EXERCISE:
Edit the items below so that each occurrence of "that would help a great deal" reads "that would be much appreciated", leaving everything else unchanged.

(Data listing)
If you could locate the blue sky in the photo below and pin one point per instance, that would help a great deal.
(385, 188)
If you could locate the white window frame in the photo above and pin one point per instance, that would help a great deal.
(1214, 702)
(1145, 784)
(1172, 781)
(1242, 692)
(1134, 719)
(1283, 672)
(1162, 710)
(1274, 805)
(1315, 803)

SOLVED PROBLEM:
If you could locate the blue sky in the photo below and pin one point per instance, that would be much appreciated.
(385, 188)
If you could locate the white window frame in the photo above and pin one point per instance, that would be much appreciated.
(1214, 702)
(1145, 784)
(1172, 781)
(1242, 692)
(1134, 719)
(1283, 672)
(1162, 710)
(1274, 805)
(1315, 803)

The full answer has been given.